Provided data Start Marker

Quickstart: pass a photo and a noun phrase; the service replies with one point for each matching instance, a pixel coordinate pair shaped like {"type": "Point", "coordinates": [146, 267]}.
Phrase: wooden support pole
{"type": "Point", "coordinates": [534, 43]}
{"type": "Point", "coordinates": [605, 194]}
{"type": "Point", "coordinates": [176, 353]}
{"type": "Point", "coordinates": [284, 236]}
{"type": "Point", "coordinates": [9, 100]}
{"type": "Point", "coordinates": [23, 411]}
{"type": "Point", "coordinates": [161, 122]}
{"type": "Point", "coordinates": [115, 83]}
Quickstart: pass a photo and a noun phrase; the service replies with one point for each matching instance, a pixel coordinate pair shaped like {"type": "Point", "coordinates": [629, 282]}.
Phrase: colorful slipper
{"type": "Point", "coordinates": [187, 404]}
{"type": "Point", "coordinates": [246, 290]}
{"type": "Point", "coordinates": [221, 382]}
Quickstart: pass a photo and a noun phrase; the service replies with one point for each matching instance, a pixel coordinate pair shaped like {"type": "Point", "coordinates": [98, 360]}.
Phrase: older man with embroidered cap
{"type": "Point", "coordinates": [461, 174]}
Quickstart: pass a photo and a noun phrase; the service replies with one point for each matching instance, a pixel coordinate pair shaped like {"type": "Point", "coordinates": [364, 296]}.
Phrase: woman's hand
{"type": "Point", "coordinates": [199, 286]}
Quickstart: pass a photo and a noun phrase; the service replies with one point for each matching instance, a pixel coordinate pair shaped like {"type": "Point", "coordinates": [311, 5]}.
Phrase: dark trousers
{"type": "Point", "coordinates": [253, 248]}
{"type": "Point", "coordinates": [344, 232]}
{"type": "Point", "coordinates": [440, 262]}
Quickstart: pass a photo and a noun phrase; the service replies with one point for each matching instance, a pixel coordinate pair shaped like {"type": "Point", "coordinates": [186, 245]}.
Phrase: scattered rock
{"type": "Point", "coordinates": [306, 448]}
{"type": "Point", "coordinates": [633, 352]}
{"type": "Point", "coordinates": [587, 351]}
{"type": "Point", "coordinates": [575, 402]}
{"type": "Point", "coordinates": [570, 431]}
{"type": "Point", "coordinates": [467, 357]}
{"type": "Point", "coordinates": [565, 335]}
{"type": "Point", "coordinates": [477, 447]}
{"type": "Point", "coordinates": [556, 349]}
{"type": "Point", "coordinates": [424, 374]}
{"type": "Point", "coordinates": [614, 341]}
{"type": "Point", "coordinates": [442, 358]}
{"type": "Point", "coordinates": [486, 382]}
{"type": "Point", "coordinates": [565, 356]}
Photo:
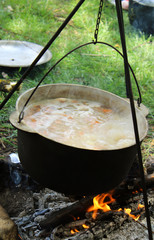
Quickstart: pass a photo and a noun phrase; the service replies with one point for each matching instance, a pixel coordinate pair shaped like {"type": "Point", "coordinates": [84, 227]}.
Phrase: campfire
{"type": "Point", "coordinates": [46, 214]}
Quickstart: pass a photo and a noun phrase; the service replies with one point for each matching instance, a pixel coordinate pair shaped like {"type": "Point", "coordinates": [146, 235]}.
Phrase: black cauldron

Provided data End Marker

Exercise: Leaving the pictures out, output the material exactly as it appears.

Completed exercise:
Quickstart: pass a photo and a noun phrase; the service replies with one point for each matching instance, a pixel coordinate pair shaped like {"type": "Point", "coordinates": [146, 267]}.
Phrase: wooden support pole
{"type": "Point", "coordinates": [534, 43]}
{"type": "Point", "coordinates": [605, 194]}
{"type": "Point", "coordinates": [176, 353]}
{"type": "Point", "coordinates": [284, 236]}
{"type": "Point", "coordinates": [9, 100]}
{"type": "Point", "coordinates": [23, 411]}
{"type": "Point", "coordinates": [161, 122]}
{"type": "Point", "coordinates": [115, 83]}
Quickstart: pass a photo and a noun phrase; the service replies with one point for each matching instance, a pixel coordinate pair shaped like {"type": "Point", "coordinates": [629, 282]}.
Phrase: colorful slipper
{"type": "Point", "coordinates": [187, 404]}
{"type": "Point", "coordinates": [246, 290]}
{"type": "Point", "coordinates": [221, 382]}
Quickstart: pass a photo and a noun phrase; the service replies with one point for each matching instance, a pixel coordinate pair shaped like {"type": "Point", "coordinates": [98, 360]}.
Phrase: older man with embroidered cap
{"type": "Point", "coordinates": [461, 174]}
Quickstart: pass a photo and a noun phrase; the service replies with one point for each matching instance, a pixel coordinate pair shaped like {"type": "Point", "coordinates": [364, 296]}.
Phrase: woman's hand
{"type": "Point", "coordinates": [199, 286]}
Quickstart: pass a photo and a noun phrase; the service replies with one point for each matching instance, a pixel coordinate pair shaped like {"type": "Point", "coordinates": [311, 5]}.
Phrase: dark trousers
{"type": "Point", "coordinates": [253, 248]}
{"type": "Point", "coordinates": [344, 232]}
{"type": "Point", "coordinates": [440, 262]}
Quickstart: pass a photo and a noun phrase; the service replies with one point for each matching instance, a pixel coordinate pair shaped like {"type": "Point", "coordinates": [186, 245]}.
Phrase: scattered rock
{"type": "Point", "coordinates": [306, 448]}
{"type": "Point", "coordinates": [633, 352]}
{"type": "Point", "coordinates": [587, 351]}
{"type": "Point", "coordinates": [575, 402]}
{"type": "Point", "coordinates": [570, 431]}
{"type": "Point", "coordinates": [467, 357]}
{"type": "Point", "coordinates": [565, 335]}
{"type": "Point", "coordinates": [477, 447]}
{"type": "Point", "coordinates": [556, 349]}
{"type": "Point", "coordinates": [424, 374]}
{"type": "Point", "coordinates": [614, 341]}
{"type": "Point", "coordinates": [442, 358]}
{"type": "Point", "coordinates": [486, 382]}
{"type": "Point", "coordinates": [565, 356]}
Photo:
Quickstart: pass a photo and a noun phrase; the service replies with one point for each matching instance, a pixel coordinate pair shaped like {"type": "Point", "coordinates": [84, 227]}.
Phrase: campfire
{"type": "Point", "coordinates": [46, 214]}
Quickstart: pass a photo and a noun phrase; the service replies with one point for each matching instance, a pixel coordinate pair shaped like {"type": "Point", "coordinates": [146, 235]}.
Phrase: black cauldron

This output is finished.